- [PROBLEM SET]:
1: Decide whether each statement about the Rhysida text below agrees with it: (a) the group takes its name from a genus of spiders; (b) the alert from CISA, FBI and MS-ISAC was published in November 2023; (c) the group mainly makes random attacks on individuals. Answer yes or no for each, quoting the deciding words of the text.
2: Print the part of the Rhysida text below verbatim, beginning at the words "The group perpetrated" and stopping after "mode of operation.".

- [TEXT]:
= Rhysida (hacker group) =

Hacker group using ransomware

Rhysida is a ransomware group that encrypts data on victims' computer systems and threatens to make it publicly available unless a ransom is paid. The group uses eponymous ransomware-as-a-service techniques, targets large organisations rather than making random attacks on individuals, and demands large sums of money to restore data.

The group perpetrated the notable 2023 British Library cyberattack and Insomniac Games data dump. It has targeted many organisations, including some in the US healthcare sector, and the Chilean army.

In November 2023, the US agencies Cybersecurity and Infrastructure Security Agency (CISA), FBI and MS-ISAC published an alert about the Rhysida ransomware and the actors behind it, with information about the techniques the ransomware uses to infiltrate targets and its mode of operation.

The group takes its name from the genus of centipedes, and uses a centipede logo. Their location is unknown, but authorities believe the group to be based in Russia or multiple Russian-speaking countries, as comments found within their malware's code are written in Russian.

==Attacks==
- Chilean army, June 2023
- British Library cyberattack, October 2023
- Insomniac Games data dump, December 2023, releasing details of the Marvel's Wolverine game and employee details
- Prospect Medical Holdings, 2023
- City of Columbus, Ohio, July 2024, where over 3 TB of data was released onto the dark web, after an attempt to extort $1.7M (30 Bitcoin) from the city.
- Seattle-Tacoma International Airport, August 2024
- Ranney School, August 2024
- Rutherford County Schools (Tennessee), November 2024
- Pembina Trails School Division, December 2024
- Maryland Department of Transportation, September 2025
- Stelia Aerospace, April 2026
- Berlin state administration, August 2026

==Ransomware as a service==
The US CISA report states:

Threat actors leveraging Rhysida ransomware are known to impact "targets of opportunity", including victims in the education, healthcare, manufacturing, information technology, and government sectors. Open source reporting details similarities between Vice Society (DEV-0832) activity and the actors observed deploying Rhysida ransomware. Additionally, open source reporting has confirmed observed instances of Rhysida actors operating in a ransomware-as-a-service (RaaS) capacity, where ransomware tools and infrastructure are leased out in a profit-sharing model. Any ransoms paid are then split between the group and the affiliates.

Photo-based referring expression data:
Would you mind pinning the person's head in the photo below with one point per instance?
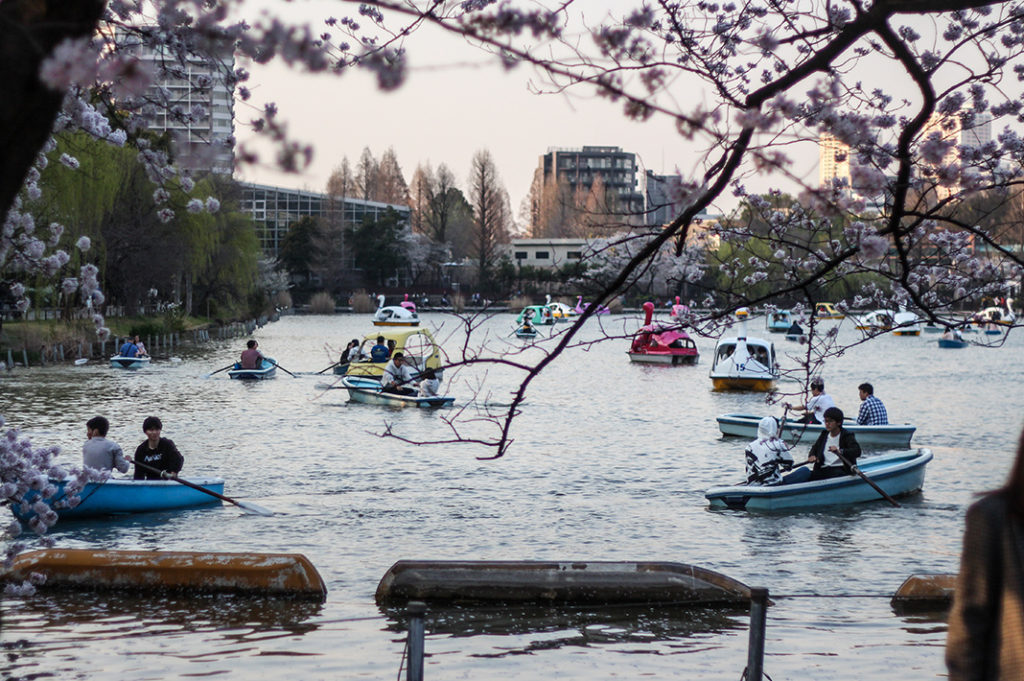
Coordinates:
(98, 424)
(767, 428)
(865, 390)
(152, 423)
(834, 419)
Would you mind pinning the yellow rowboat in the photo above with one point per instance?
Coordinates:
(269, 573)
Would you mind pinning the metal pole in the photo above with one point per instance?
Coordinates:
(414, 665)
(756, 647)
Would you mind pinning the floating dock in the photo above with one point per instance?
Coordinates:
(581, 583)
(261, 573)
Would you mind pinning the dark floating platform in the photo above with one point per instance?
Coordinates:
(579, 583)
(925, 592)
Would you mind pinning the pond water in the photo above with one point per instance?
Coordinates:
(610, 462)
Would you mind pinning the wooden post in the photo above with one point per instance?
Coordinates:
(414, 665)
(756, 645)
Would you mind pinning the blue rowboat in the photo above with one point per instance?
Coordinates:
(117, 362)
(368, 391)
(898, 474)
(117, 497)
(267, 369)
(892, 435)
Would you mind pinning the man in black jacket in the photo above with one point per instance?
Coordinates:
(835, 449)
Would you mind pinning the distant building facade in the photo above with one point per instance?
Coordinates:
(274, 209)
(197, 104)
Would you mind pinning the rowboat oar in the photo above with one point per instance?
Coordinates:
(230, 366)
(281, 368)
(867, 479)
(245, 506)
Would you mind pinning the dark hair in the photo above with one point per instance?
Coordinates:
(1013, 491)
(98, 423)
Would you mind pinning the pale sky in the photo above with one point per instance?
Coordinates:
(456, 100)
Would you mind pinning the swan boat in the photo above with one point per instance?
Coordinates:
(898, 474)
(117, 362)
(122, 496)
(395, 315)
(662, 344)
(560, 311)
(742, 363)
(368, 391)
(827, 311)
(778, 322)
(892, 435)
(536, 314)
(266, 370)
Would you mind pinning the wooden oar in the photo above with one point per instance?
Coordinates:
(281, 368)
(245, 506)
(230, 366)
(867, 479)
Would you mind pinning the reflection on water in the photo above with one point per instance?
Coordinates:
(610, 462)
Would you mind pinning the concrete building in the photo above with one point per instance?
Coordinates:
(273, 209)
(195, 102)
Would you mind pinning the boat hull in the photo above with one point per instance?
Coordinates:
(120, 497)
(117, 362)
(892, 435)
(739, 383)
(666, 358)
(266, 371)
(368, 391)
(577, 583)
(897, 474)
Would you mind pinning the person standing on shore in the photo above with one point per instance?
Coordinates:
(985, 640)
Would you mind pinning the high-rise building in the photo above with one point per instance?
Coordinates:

- [EXERCISE SOLUTIONS]:
1:
(a) No: "The group takes its name from the genus of centipedes"
(b) Yes: "In November 2023, the US agencies Cybersecurity and Infrastructure Security Agency (CISA), FBI and MS-ISAC published an alert"
(c) No: "targets large organisations rather than making random attacks on individuals"

2:
The group perpetrated the notable 2023 British Library cyberattack and Insomniac Games data dump. It has targeted many organisations, including some in the US healthcare sector, and the Chilean army.

In November 2023, the US agencies Cybersecurity and Infrastructure Security Agency (CISA), FBI and MS-ISAC published an alert about the Rhysida ransomware and the actors behind it, with information about the techniques the ransomware uses to infiltrate targets and its mode of operation.